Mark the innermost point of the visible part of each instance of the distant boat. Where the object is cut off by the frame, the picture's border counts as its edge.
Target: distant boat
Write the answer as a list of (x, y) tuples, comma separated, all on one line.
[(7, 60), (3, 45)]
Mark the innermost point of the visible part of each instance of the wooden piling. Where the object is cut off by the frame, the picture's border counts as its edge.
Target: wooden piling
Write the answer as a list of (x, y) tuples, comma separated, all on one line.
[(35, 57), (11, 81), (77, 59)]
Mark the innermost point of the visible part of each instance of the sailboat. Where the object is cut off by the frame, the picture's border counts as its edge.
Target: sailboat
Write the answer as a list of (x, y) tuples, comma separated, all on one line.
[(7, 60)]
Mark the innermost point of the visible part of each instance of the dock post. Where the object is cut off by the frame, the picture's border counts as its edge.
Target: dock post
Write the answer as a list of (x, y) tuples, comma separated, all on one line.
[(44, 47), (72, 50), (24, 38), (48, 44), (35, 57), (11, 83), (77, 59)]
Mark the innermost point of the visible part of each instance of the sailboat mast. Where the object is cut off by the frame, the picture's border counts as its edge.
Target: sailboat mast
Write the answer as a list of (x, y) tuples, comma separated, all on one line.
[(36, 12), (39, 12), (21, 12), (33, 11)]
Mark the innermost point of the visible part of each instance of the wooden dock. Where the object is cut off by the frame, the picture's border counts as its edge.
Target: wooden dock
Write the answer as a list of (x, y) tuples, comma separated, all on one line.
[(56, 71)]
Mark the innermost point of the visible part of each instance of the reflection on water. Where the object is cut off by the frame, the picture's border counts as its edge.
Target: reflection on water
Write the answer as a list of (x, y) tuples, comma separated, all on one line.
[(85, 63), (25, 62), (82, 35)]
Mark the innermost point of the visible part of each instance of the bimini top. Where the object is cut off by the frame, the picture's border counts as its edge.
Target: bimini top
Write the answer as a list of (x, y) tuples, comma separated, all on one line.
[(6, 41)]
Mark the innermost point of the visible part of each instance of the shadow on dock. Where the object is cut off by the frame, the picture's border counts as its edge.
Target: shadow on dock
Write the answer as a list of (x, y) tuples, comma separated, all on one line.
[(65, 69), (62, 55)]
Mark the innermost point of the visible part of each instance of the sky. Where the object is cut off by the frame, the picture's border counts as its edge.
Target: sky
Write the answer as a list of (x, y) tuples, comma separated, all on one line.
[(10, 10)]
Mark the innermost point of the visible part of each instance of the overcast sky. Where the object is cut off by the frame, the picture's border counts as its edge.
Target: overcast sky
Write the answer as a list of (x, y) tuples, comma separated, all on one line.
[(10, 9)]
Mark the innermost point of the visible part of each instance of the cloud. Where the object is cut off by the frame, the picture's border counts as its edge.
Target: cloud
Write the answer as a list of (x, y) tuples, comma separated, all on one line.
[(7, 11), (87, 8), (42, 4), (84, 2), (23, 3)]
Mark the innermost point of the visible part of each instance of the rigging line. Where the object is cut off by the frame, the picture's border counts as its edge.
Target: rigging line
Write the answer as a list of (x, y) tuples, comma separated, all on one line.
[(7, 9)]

### To be done
Extract each line of the material exactly as it stands.

### The completed task
Mark the innermost point of the visible part of each instance of the distant boat. Where the object is cut off by the frame, the picture's border counts as its edge.
Target: distant boat
Write the answer as a list of (x, y) tuples, comma separated, all on one line.
[(7, 60), (3, 45)]
Mark the innermost point of the visible part of each instance of the wooden piling. Where the object is cut off by the frame, the picture's border counts as its edge.
Target: wooden piling
Write the answer as a list of (x, y) tuples, comma separated, all on one line.
[(35, 57), (11, 81), (77, 59)]
Mark the innermost point of the visible part of each instance of the sailboat. Where the object is cut off by the frame, the picture's border counts as its edge.
Target: sailboat
Write the answer as a list of (x, y) tuples, comma separated, all on one line.
[(7, 60)]
Mark the innermost point of the visible part of each instance of the dock post. Where the object is cut off by the frame, the picture's border counts as its edge.
Target: dock post
Write the answer as a list of (x, y) tuples, comma separated, all on one line.
[(44, 47), (72, 50), (24, 38), (48, 44), (35, 57), (11, 83), (77, 59)]
Mark the innermost point of the visible part of each instance of the sailboat mast. Where the object is cut off by the frame, the picture's border counts as its edge.
Target: sailboat mast
Write the answer as a list of (x, y) tuples, comma separated, all on one line.
[(36, 12), (39, 12), (21, 12), (33, 11)]
Mark the innermost point of the visible part of each instance of the wooden dock. Where the object is cut off by the frame, the picture's border counts as its edge.
Target: wooden dock
Write the answer as a list of (x, y) tuples, comma separated, all on one line.
[(56, 71)]
Mark the innermost point of the visible part of each instance of the reflection on water. Where the object is cut off by the frame, the picture's border counts as its edge.
Target: reflection on water
Write the answer as a list of (x, y) tuples, comma separated, all on one line.
[(85, 63), (25, 62), (82, 35)]
Mark the innermost point of the visible part of each instance of the bimini top. Where the object is cut off by the frame, the picture's border counts as its edge.
Target: bimini top
Write the answer as a list of (x, y) tuples, comma separated, all on one line.
[(6, 41)]
Mark the innermost point of the visible part of each instance of the shadow on dock. Where the object is cut off by the frame, the picture's border counts as its edge.
Target: shadow on dock
Write the answer as a list of (x, y) tuples, comma separated, all on one line.
[(65, 69), (62, 55)]
Mark the innermost point of the visible part of each instance of the sky. Where the object is cut off by the frame, the picture's border counts as its edge.
Target: sky
Write the answer as a list of (x, y) tuples, comma separated, all on one line.
[(10, 10)]
Mark the innermost point of the visible part of each instance of the overcast sky. Where the object is cut off by the frame, the picture's border counts as its edge.
Target: overcast sky
Write the answer as a list of (x, y) tuples, comma separated, all on one line.
[(10, 9)]
Mark the innermost point of the visible part of each instance of the cloud. Where the object is cut off by the frame, the picture's border counts as its edge.
Target: cloud
Write the answer as a list of (x, y) tuples, comma separated, all on one line.
[(7, 11), (87, 8), (42, 4), (84, 2), (23, 3)]
Mark the innermost point of the visible part of each instance of the rigging line. Where the object is cut off by the frame, the picture's border counts as its edge.
Target: rigging line
Write the answer as a list of (x, y) tuples, comma separated, all on one line.
[(7, 9)]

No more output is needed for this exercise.